-- Source start --

The authority also recommends solutions operated by the controllers themselves (self-hosted solutions). But such solutions are likely unrealistic for many companies because of the enormous expense. The authority acknowledges this fact and allows for the possibility of engaging a reliable service provider as a processor. This view is generally welcome, but the fact that the authority goes right to the option of a processing arrangement is curious. After all, it is also possible that the use of encryption means that the GDPR will not apply for the video service provider because it will have no access to personal data. It is also possible that the video service provider is itself responsible for ensuring privacy, e.g. if the latter. A mixture of these categories may also apply, depending on the individual case.
In addition to providers based in the EU or elsewhere in the European Free Trade Association (EFTA) zone, the authority also expressly states that service providers based in third countries are acceptable if they offer an equivalent level of data protection. Aside from a decision from the EU Commission finding an equivalent level of protection for personal data, the authority also rightly points out the use of standard contractual clauses as another possibility. In practice, an adequacy decision from the EU Commission should be of particular importance in this context for transfers of data to US controllers subject to the EU-US Privacy Shield. Despite some criticism from the data protection authority, the level of protection actually guaranteed by the EU-US Privacy Shield continues to be an important and valid basis for data transfers to the US, satisfying legal requirements.
The authority’s other statements do not appear to adhere strictly to current law. For example, the data protection authority recommends that only providers in the EU or the EFTA should be used in cases involving the processing of sensitive data where the provider cannot be prevented from accessing the transferred audio and video data. But such a distinction based on the provider’s location is not found in the Chapter of the GDPR beginning with Article 44. As we have seen, the relevant criterion is in fact the level of data protection. As a result, this recommendation is likely not meant to be legally binding.

-- Source end --

Exercise 1
In the records, lay out as a numbered list, with blank lines omitted, the lines starting with the line containing "The query is: red staircase" and going on through the line containing "[205,145,262,199]".

-- Records to process start --

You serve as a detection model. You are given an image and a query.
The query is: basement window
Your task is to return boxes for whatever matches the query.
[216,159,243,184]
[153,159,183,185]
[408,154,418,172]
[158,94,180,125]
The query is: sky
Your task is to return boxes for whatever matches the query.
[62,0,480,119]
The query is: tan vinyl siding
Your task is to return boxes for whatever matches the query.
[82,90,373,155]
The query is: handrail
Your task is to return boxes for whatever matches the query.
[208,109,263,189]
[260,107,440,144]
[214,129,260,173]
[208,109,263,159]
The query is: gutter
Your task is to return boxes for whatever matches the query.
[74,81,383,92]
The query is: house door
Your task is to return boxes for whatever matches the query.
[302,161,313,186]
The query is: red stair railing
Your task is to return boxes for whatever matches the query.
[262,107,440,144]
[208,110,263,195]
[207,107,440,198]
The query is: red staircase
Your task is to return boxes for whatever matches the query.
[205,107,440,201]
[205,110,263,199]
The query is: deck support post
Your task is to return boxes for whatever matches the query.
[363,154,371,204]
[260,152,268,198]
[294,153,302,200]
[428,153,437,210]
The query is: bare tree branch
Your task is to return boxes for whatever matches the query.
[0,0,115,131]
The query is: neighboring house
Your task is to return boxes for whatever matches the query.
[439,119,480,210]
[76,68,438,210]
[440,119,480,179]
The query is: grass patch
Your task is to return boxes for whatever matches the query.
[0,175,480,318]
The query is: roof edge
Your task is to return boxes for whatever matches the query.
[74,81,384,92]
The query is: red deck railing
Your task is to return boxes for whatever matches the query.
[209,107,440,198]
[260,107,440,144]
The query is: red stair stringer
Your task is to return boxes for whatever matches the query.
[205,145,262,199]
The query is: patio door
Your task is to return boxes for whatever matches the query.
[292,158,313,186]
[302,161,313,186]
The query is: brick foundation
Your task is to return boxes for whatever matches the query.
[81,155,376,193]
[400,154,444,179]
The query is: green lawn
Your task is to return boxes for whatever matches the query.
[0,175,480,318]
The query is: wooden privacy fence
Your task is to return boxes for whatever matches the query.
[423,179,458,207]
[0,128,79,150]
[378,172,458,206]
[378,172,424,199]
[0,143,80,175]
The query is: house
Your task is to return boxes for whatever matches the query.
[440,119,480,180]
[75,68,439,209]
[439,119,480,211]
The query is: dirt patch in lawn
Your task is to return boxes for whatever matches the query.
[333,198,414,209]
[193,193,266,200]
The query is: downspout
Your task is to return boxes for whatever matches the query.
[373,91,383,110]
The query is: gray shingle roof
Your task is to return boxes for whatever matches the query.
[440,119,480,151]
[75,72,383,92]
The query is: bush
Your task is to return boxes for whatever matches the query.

-- Records to process end --
-- Records to process start --

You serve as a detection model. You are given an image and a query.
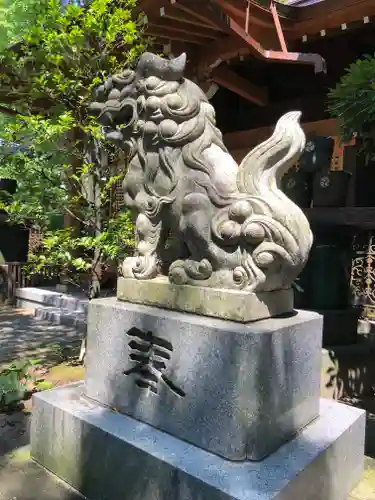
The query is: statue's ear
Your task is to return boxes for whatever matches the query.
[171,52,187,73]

-- Records to process end --

Exercise 2
In the data protection passage, besides a decision from the EU Commission finding an equivalent level of protection, what does the authority point out as another possibility for third-country providers?

Correct result 1
1. The query is: red staircase
2. Your task is to return boxes for whatever matches the query.
3. [205,107,440,201]
4. [205,110,263,199]
5. The query is: deck support post
6. Your task is to return boxes for whatever matches the query.
7. [363,154,371,204]
8. [260,152,268,198]
9. [294,153,302,200]
10. [428,153,437,210]
11. The query is: bare tree branch
12. Your task is to return boxes for whatever matches the query.
13. [0,0,115,131]
14. The query is: neighboring house
15. Your task is to return boxes for whatever matches the query.
16. [439,119,480,210]
17. [76,68,438,210]
18. [440,119,480,179]
19. The query is: grass patch
20. Your task is to return boxes for whatever matches the query.
21. [0,175,480,318]
22. The query is: roof edge
23. Your task is to return boxes for whatever matches the query.
24. [74,81,384,92]
25. The query is: red deck railing
26. Your task is to return boxes for whatever matches the query.
27. [209,107,440,198]
28. [260,107,440,144]
29. The query is: red stair stringer
30. Your task is to return boxes for whatever matches the query.
31. [205,145,262,199]

Correct result 2
The use of standard contractual clauses.